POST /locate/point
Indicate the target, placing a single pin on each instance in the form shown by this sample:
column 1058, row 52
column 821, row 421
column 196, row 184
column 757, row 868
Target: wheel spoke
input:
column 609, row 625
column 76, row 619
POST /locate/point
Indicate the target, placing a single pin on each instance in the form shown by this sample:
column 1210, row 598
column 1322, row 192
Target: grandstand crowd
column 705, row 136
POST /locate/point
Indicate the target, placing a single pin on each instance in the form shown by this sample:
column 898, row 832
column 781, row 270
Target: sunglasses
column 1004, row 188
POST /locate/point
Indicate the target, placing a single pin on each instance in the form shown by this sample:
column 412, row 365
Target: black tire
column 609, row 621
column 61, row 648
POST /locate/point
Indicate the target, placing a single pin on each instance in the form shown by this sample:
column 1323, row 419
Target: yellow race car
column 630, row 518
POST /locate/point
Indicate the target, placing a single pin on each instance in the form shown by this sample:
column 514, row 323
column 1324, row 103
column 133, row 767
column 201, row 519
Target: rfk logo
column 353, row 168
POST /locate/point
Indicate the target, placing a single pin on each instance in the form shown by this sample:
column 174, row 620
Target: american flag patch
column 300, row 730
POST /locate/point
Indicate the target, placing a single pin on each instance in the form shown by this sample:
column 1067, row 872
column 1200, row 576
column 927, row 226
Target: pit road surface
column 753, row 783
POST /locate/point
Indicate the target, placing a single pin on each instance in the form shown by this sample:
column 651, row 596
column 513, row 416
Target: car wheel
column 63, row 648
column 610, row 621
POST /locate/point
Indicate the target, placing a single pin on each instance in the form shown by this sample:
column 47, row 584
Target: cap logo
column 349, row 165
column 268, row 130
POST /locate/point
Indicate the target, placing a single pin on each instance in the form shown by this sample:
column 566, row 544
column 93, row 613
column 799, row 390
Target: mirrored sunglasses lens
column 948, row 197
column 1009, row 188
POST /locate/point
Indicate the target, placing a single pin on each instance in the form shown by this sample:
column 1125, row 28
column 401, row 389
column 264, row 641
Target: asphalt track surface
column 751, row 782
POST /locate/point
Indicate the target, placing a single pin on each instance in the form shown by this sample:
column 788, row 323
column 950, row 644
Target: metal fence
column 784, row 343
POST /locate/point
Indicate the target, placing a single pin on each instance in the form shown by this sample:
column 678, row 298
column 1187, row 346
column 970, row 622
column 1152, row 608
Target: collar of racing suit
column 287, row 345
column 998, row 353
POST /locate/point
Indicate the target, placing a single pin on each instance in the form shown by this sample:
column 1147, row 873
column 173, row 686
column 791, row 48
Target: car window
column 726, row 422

========================

TASK PROMPT: Recast everything from the first line of the rows down to and including the line that contains "column 61, row 648" as a JSON list of strings, one string per line, with blank lines left out.

TASK OUTPUT:
[
  "POST /locate/point",
  "Indicate the target, placing a single pin on each instance in the form shown by this sample:",
  "column 1058, row 52",
  "column 821, row 421",
  "column 196, row 184",
  "column 757, row 868",
  "Target: wheel spoke",
  "input:",
  "column 609, row 625",
  "column 76, row 619",
  "POST /locate/point",
  "Indicate the target, placing a single pin on each instance in the form shown by this sample:",
  "column 1210, row 598",
  "column 1322, row 192",
  "Target: grandstand crowd",
  "column 705, row 136",
  "POST /locate/point",
  "Indicate the target, placing a single pin on each instance in the form shown by this sample:",
  "column 898, row 832",
  "column 781, row 270",
  "Target: sunglasses",
  "column 1004, row 188",
  "POST /locate/point",
  "Indicate the target, placing a single pin on each instance in the form shown by this sample:",
  "column 412, row 365",
  "Target: black tire",
  "column 609, row 621",
  "column 61, row 648"
]